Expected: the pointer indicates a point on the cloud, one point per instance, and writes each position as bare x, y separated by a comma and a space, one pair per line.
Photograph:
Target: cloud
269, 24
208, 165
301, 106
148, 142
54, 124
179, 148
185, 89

--

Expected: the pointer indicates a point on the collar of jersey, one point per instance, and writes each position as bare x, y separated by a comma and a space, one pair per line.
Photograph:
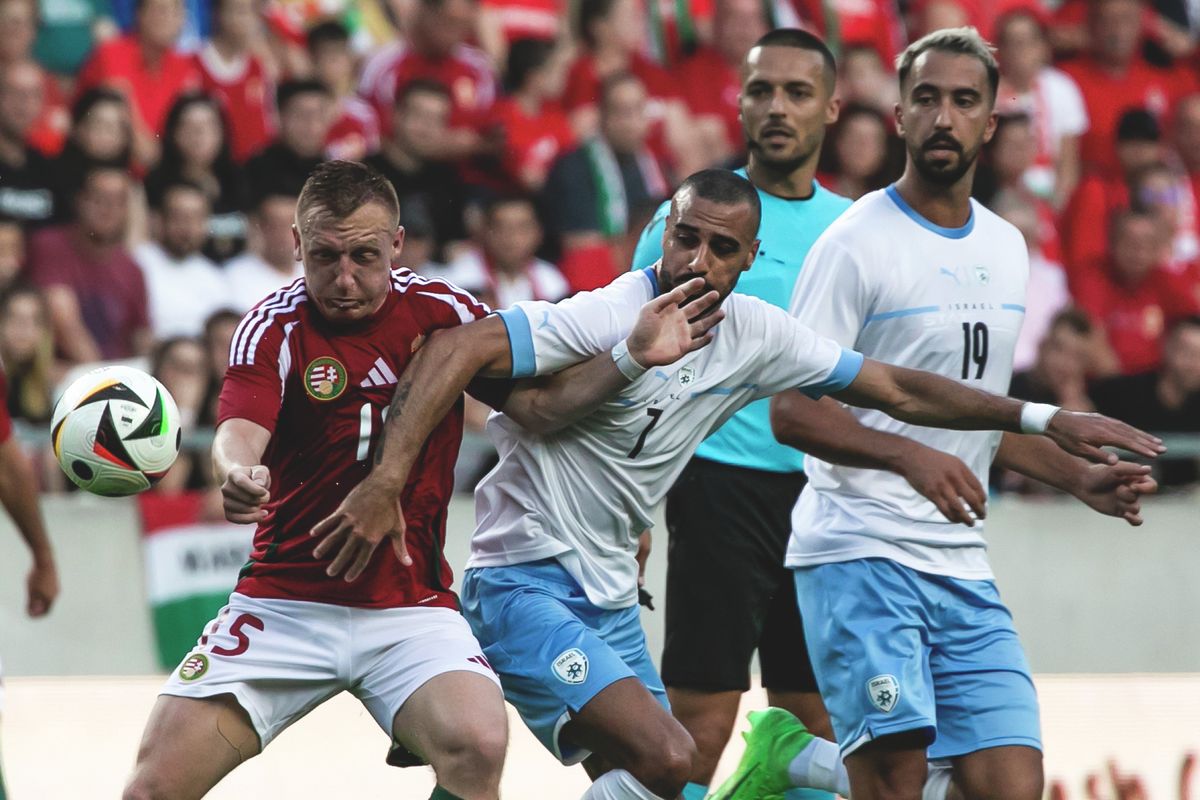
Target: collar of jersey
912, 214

--

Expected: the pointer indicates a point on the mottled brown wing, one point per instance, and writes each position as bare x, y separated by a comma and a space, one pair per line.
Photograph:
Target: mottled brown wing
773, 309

(O QUE SE PEDE): Selecione nos itens acima todas as linhas que contêm a palavra "point" e copie-as. Considere a distinção entre maiúsculas e minúsculas.

(RESPOSTA DO EXERCÍCIO):
Expected: the pointer indicates a point on the cloud, one point per instance, and writes each position as bare x, y separated by a comma and a space, one pair per line.
Expected: the pointer indicates a point on the collar of jersey, one point per instance, and writes each position as bare x, y separated by a comma and a space, one pair per line.
Expected: the pointer indicates a point on the mottled brown wing, one point per instance, and writes each position as bare x, y separated by a comma and a space, one pair per line.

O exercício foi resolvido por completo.